## Required work
Repeat the data exactly as it stands.

## Data to process
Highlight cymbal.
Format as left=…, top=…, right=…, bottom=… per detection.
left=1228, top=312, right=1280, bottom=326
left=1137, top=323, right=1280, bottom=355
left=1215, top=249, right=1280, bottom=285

## Task response
Highlight cymbal.
Format as left=…, top=…, right=…, bottom=… per detection.
left=1228, top=312, right=1280, bottom=326
left=1137, top=323, right=1280, bottom=355
left=1215, top=249, right=1280, bottom=285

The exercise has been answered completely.